§ **EXCERPTED TEXT**:

______

The Continuum of Care Program provides social services to homeless populations, but what is it, exactly? How do continuums of care work? Learn more in this blog.
Usually when people say “It’ll take an act of Congress to make this happen,” they mean, “It’ll take a lot of resources to make this happen.” In the case of ending homelessness in the United States, you could (fairly) say it’ll take several acts of Congress. After all, ending homelessness was why the US Department of Housing and Urban Development (HUD) has issued regulations defining continuums of care, their responsibilities, and the processes for creating them.
A continuum of care (CoC) is a formal group of organizations designated by HUD to provide services to populations vulnerable to homelessness in a geographic area. It is composed of government agencies, service providers, and stakeholders who work to alleviate the suffering of the target population.
CoCs are tasked with operating a homeless management information system (HMIS), coordinating the implementation of a housing and service system within the geographic area, and applying for funds to support the associated organizations in their mission.

______

§ **AVAILABLE DATA**:

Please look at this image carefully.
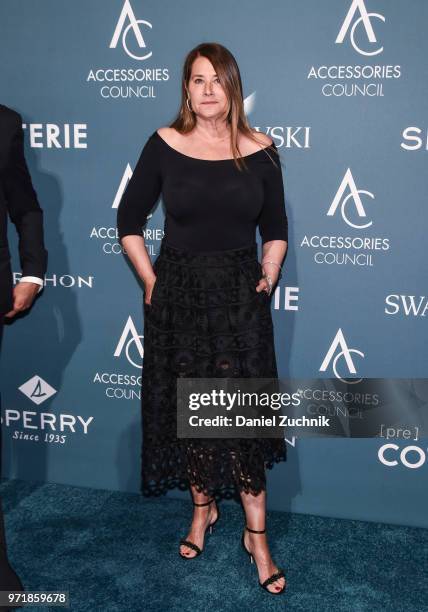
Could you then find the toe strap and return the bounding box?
[180,539,202,555]
[262,569,285,587]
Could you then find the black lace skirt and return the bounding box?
[142,240,286,499]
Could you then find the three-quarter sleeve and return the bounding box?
[117,134,162,240]
[258,144,288,244]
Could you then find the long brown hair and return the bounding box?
[169,43,277,170]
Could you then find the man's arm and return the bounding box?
[3,114,47,317]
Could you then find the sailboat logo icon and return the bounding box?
[19,375,56,405]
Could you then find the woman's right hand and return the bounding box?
[144,276,157,306]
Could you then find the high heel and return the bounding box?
[178,498,220,559]
[241,525,287,595]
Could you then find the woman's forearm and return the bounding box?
[121,235,156,284]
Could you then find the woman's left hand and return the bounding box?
[256,263,279,294]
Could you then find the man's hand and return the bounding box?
[4,281,40,318]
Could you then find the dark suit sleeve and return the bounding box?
[3,114,47,278]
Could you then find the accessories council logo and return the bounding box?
[110,0,152,61]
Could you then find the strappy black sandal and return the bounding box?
[178,497,220,559]
[241,525,287,595]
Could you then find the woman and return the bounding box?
[118,43,288,594]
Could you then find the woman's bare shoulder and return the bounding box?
[156,126,180,146]
[239,129,272,155]
[252,130,273,147]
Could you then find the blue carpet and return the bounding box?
[1,480,428,612]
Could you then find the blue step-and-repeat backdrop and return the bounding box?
[0,0,428,527]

______

Continue the blog post about continuums of care, starting right after its last sentence.

§ **ANSWER TO THIS TASK**:
CoCs often include the following types of organizations:
- Nonprofit homeless providers
- Victim service providers
- Faith-based organizations
- Municipal and state governments
- Affordable housing developers
- Law enforcement agencies
- Organizations that serve homeless and formerly homeless veterans
A Brief History of the Continuum of Care Program
Before CoCs, there was little to no coordination between organizations helping vulnerable populations. This lack meant that organizations had to apply for funding individually from several homeless assistance programs, which led to inefficiencies in care coordination, compliance, and ultimately the delivery of social services.
That’s why HUD released the CoC process in 1994. This process was founded to encourage communities to coordinate care better and was also designed to bring together public agencies and service providers.
Speaking of acts of Congress, two main acts have brought forth the CoC program:
- The McKinney-Vento Homeless Assistance Act of 1987, which contained three programs (Supportive Housing Program, Shelter Plus Care Program, and Section 8 Moderate Rehabilitation)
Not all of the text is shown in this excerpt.